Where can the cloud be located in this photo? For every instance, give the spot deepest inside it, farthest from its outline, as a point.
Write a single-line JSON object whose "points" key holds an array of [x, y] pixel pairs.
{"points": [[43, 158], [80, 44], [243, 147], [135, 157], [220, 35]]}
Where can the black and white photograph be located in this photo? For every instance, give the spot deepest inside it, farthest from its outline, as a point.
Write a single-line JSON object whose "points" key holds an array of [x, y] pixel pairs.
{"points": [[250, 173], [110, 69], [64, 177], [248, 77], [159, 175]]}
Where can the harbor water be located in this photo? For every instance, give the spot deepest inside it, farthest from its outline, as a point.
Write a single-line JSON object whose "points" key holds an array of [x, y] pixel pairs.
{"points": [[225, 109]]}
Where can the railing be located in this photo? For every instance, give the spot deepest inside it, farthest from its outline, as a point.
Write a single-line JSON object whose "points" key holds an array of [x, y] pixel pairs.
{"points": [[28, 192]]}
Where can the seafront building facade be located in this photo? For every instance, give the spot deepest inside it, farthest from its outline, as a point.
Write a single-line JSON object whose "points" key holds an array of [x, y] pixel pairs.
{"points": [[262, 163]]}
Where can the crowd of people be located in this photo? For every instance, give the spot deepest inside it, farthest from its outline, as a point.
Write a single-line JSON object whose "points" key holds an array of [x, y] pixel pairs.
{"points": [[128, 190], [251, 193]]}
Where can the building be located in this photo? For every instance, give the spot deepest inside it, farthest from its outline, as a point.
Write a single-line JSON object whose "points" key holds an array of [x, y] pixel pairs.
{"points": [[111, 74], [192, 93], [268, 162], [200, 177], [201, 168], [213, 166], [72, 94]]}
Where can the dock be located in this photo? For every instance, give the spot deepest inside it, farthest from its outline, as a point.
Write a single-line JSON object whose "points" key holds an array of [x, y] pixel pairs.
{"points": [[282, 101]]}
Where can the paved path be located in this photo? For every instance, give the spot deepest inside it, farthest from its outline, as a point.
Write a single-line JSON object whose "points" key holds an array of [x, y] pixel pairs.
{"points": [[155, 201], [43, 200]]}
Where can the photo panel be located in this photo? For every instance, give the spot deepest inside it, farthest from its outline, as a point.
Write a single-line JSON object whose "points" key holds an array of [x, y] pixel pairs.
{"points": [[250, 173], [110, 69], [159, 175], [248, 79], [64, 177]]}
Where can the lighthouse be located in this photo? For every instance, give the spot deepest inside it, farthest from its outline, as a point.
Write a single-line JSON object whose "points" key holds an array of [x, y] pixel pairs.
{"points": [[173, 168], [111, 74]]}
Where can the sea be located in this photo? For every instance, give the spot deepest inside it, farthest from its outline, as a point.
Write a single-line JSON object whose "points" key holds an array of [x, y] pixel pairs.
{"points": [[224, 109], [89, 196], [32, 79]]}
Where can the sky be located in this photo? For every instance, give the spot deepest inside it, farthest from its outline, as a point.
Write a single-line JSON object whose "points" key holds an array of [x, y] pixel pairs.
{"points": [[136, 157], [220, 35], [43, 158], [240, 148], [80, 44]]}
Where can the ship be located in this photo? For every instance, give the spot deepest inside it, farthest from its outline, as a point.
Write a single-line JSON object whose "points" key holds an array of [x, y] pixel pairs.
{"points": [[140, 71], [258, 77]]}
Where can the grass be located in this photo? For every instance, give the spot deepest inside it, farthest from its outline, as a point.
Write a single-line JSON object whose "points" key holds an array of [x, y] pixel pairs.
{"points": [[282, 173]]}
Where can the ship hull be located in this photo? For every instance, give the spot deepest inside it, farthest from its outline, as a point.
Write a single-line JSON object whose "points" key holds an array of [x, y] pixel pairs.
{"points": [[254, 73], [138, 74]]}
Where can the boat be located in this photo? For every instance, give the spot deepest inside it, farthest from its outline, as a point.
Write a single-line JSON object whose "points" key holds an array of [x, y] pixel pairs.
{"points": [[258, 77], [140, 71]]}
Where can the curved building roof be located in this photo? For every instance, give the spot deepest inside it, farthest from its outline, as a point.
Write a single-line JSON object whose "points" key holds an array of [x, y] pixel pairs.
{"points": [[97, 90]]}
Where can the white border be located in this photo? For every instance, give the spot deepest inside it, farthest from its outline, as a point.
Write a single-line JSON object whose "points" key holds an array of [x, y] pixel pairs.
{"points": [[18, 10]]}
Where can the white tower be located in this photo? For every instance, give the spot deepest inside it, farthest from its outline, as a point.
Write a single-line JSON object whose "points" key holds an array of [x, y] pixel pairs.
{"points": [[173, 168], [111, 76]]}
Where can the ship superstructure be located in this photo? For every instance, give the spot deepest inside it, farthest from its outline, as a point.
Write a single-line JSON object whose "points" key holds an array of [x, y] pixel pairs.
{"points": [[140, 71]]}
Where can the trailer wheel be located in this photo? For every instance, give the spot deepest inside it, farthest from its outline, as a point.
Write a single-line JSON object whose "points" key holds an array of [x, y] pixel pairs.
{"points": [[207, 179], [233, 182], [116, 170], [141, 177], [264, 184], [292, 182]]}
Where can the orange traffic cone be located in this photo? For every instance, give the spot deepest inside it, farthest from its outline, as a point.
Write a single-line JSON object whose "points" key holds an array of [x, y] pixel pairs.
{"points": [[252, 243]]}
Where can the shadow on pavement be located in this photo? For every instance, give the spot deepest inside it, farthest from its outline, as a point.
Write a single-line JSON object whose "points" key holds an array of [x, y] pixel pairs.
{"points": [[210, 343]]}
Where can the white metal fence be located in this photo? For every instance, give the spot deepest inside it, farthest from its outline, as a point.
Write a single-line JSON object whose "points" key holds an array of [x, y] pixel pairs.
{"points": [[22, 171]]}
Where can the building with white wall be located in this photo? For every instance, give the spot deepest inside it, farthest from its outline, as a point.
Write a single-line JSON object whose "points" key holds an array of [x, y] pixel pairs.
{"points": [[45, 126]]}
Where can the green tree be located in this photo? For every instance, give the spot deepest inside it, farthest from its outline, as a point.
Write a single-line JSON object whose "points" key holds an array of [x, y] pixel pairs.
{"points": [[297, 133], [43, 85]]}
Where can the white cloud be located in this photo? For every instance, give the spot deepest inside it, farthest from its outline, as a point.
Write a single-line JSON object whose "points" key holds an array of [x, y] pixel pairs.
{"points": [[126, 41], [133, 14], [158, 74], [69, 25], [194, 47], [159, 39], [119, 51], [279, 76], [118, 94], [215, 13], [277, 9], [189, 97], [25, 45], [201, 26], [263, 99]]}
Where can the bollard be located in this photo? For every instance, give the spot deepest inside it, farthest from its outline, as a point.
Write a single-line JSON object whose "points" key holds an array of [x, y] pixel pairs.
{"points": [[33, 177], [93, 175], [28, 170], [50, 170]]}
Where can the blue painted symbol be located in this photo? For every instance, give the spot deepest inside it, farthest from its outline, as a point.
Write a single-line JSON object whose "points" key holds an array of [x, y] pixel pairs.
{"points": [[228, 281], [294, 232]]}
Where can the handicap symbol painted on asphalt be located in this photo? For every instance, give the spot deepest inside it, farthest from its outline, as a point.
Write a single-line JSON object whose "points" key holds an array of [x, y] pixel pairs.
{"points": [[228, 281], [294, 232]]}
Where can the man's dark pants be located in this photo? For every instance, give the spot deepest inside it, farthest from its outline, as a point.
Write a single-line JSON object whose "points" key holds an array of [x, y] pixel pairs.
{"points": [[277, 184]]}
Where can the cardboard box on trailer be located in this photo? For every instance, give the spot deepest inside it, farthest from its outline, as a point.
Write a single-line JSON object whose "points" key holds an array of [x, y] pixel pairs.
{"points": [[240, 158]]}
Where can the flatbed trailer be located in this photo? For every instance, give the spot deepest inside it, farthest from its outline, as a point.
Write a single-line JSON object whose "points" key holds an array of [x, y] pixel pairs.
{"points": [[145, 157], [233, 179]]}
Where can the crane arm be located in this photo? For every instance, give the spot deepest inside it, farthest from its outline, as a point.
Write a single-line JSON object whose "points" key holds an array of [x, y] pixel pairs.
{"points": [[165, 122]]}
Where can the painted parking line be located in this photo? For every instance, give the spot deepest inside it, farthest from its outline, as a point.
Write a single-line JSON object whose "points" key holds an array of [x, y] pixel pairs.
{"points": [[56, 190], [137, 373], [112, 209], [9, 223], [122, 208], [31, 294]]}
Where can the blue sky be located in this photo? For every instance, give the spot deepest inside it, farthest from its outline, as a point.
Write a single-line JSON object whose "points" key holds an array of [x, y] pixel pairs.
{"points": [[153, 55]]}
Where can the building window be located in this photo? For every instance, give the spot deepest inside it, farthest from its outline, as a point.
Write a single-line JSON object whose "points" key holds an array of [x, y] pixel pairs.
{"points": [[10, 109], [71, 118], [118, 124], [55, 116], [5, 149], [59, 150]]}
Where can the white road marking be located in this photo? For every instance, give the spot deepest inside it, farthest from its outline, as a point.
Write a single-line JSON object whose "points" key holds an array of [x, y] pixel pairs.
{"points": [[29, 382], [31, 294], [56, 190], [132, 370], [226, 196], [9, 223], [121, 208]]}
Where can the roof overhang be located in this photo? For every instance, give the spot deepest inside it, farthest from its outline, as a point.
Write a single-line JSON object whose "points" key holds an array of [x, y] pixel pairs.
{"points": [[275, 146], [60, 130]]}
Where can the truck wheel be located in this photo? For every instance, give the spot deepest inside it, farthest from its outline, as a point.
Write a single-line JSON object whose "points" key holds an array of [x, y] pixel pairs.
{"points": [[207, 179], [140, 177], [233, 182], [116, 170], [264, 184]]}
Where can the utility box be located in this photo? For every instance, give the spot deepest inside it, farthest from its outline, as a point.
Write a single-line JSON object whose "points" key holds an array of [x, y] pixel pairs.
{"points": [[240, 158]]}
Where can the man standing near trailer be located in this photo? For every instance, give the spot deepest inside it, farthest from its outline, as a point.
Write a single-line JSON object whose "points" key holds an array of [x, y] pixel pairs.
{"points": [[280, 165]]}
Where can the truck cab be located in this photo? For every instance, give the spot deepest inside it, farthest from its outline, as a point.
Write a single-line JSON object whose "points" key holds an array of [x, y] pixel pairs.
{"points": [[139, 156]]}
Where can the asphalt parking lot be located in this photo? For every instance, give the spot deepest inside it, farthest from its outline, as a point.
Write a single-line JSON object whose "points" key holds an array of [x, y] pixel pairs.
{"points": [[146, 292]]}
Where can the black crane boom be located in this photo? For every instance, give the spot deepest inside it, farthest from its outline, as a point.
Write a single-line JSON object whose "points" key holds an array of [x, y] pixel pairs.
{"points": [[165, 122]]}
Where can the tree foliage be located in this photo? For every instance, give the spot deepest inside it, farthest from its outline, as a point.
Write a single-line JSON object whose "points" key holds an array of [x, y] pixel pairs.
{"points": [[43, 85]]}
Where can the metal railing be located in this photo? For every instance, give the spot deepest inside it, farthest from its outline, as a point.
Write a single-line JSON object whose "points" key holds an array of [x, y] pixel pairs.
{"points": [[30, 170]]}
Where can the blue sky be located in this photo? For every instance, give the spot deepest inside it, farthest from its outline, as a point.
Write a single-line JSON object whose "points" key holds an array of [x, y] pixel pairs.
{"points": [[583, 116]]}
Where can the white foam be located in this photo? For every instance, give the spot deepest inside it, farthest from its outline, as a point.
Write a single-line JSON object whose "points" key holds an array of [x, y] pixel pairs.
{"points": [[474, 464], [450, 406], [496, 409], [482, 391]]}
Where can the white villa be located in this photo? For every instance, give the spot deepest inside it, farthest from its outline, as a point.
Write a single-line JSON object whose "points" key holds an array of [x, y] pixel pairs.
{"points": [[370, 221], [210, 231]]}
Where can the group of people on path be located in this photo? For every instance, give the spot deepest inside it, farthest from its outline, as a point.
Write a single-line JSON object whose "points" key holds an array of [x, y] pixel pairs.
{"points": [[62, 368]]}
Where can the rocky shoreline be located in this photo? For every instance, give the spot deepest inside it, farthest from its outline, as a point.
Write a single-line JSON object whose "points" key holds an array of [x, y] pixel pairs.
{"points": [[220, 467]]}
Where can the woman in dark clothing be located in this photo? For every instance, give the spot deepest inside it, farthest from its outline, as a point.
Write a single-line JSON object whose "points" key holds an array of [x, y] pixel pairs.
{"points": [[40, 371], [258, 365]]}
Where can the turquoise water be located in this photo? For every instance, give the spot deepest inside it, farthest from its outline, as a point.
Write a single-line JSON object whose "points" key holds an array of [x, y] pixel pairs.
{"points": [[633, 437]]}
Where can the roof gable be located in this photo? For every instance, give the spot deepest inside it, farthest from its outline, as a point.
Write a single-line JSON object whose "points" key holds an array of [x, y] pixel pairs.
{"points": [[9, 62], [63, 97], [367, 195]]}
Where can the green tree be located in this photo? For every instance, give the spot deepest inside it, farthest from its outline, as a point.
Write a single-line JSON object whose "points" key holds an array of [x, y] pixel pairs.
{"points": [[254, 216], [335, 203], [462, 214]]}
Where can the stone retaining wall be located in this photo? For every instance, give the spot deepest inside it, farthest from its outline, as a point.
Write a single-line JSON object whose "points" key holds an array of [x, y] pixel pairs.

○ ○ ○ ○

#### TASK INSTRUCTIONS:
What are the lines from the one with "Where can the stone" through the last line of the records above? Quote them exactly and add nothing.

#### RESULT OF THE EXERCISE:
Where can the stone retaining wall be located in this photo? For every instance, give the spot deepest inside it, farthest from its outline, as a point.
Write a single-line JSON object whose "points" key holds an array of [x, y] pixel pairs.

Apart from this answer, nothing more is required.